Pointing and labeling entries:
--------------------

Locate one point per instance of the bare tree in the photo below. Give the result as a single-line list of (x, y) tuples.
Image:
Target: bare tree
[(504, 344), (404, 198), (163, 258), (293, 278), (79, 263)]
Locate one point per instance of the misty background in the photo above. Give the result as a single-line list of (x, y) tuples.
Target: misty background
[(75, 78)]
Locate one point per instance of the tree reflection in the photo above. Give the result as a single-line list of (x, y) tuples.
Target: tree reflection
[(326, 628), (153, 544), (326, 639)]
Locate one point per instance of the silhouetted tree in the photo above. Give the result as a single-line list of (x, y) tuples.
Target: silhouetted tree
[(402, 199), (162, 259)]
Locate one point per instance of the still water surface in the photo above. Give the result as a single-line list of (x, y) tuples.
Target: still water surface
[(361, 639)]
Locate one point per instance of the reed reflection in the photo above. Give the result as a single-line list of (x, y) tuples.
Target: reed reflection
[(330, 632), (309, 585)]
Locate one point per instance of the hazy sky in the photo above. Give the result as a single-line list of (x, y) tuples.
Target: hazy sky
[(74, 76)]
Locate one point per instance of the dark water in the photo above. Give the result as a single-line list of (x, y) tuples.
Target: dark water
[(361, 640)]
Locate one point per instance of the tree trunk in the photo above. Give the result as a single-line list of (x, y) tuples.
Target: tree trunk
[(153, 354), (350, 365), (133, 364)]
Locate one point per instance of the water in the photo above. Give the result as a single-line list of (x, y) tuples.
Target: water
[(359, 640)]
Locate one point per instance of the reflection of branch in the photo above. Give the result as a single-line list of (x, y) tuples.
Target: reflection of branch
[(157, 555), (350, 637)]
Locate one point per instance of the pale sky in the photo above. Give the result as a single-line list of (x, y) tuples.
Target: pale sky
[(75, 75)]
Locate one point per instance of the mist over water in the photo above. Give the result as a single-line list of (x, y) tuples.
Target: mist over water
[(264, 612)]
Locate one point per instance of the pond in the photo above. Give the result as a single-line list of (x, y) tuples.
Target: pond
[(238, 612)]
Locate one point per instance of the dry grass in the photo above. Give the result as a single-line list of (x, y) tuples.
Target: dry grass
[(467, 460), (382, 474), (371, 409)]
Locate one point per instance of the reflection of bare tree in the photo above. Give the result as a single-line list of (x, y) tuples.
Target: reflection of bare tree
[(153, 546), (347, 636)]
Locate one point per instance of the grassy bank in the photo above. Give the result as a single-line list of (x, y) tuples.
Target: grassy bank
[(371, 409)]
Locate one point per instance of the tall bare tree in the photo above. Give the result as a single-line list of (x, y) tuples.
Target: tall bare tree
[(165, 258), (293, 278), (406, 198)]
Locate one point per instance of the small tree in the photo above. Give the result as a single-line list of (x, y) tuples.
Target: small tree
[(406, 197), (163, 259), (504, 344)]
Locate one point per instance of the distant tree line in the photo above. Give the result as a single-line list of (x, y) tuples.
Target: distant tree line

--------------------

## [Instructions to follow]
Copy all of the data above word for word, from the first line to the last.

## [Exercise response]
Locate one point per instance of the bare tree in the photo below. Give the result as a single-line list of (x, y) tuples.
Image:
Target: bare tree
[(504, 344), (404, 198), (163, 258), (293, 278), (79, 263)]
Locate one point per instance of the misty background in the photo above. Give the result as a single-line list of (x, y) tuples.
Target: misty background
[(75, 78)]
Locate one point per instance of the tree reflection in the photo above. Give the result as a single-line list of (x, y) tuples.
Target: tree reflection
[(326, 628), (153, 544), (326, 639)]
Locate one point per instance of the silhouetted tree in the photo above. Give the result as a single-line list of (x, y) tuples.
Target: silhouetted tree
[(402, 199), (162, 259)]
Locate one point per instance of the still water surface in the photo above. Give the result as a single-line list of (x, y) tuples.
Target: still water surface
[(361, 639)]
Locate one point per instance of the reed reflection in the photo above. Give the result as a single-line list of (x, y) tuples.
Target: reed reflection
[(330, 632), (309, 585)]
Locate one point per instance of the hazy sky in the photo above. Give the result as a single-line list of (x, y) tuples.
Target: hazy sky
[(74, 76)]
Locate one point per instance of the dark water in the photo above. Give the result as a single-line list of (x, y) tuples.
Target: dark water
[(361, 640)]
Locate one point per instance of the tree trunk in the photo above. Give the result as a single-line list of (x, y) tuples.
Target: tree trunk
[(153, 354), (350, 365), (133, 364)]
Locate one point per instance of the water in the photo above. Give the result as a single-line list of (x, y) tuples.
Target: water
[(359, 640)]
Locate one point per instance of the reflection of branch in the photo above. Give the result as a single-line list of (x, y) tuples.
Target: reflection of branch
[(157, 555), (350, 637)]
Locate one point per instance of the pale sky in the photo above. Give the result as a single-line list of (x, y) tuples.
Target: pale sky
[(75, 75)]
Locate one point per instance of the mist over water in the photo above. Give the result as a single-line list of (x, y) tuples.
Target: mist over water
[(264, 612)]
Locate one point per instance of the pond in the photo above. Give the result as a single-line list of (x, y) tuples.
Target: pond
[(238, 612)]
Locate one point per instance of the dry grass in the photo above. Give the result as a single-line list of (x, y) tuples.
Target: dry grass
[(467, 460), (382, 474), (371, 409)]
Locate one point per instance of the reflection of bare tree in the photo above. Give the result as a single-line list of (x, y) tuples.
Target: reflection of bare tree
[(153, 546), (347, 636)]
Locate one point per instance of the grassy bank in the photo above. Give the result as a single-line list of (x, y) tuples.
Target: grassy bank
[(371, 409)]
Locate one point per instance of the tall bare tree in the photo above. Give the result as a single-line list of (x, y) tuples.
Target: tall bare tree
[(165, 258), (293, 278), (406, 198)]
Locate one point per instance of the small tree in the photo above. Give the result as a single-line list of (x, y) tuples.
Target: small tree
[(406, 197), (163, 259), (504, 344)]
Locate one point per instance of the distant tree line in the photo above. Give the result as a single-line list of (x, y) tuples.
Target: distant tree line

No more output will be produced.